▼

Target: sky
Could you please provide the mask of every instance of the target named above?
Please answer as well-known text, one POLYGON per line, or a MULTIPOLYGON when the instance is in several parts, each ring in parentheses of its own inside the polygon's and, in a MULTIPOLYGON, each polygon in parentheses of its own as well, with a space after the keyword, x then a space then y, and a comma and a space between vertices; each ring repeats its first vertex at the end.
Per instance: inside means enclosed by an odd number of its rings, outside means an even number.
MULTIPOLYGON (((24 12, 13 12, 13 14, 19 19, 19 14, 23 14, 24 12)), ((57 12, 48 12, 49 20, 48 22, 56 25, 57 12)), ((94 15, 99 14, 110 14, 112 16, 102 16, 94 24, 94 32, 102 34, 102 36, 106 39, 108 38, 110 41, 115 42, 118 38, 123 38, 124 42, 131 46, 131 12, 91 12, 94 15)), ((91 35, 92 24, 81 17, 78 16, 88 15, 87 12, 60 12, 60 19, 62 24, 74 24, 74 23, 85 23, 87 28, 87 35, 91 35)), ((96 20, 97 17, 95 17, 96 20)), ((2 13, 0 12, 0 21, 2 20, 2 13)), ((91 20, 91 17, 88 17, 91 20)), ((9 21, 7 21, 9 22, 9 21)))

▲

§ STATED GOAL:
Could you transcribe, word for word, the lines from the start of the records up to and including the line that contains "Please answer as"?

§ SOLUTION TO THIS EXERCISE:
Target: sky
Could you please provide the mask of every instance of the target named above?
Please answer as well-known text, one POLYGON per line, or a MULTIPOLYGON when the instance is in several parts, each ring in parentheses of its own inside the polygon's and, in a MULTIPOLYGON, each polygon in parentheses of its own as well, with a space after the keyword, x then a space then y, and a comma and a space between vertices; each ring repeats its first vertex at the end.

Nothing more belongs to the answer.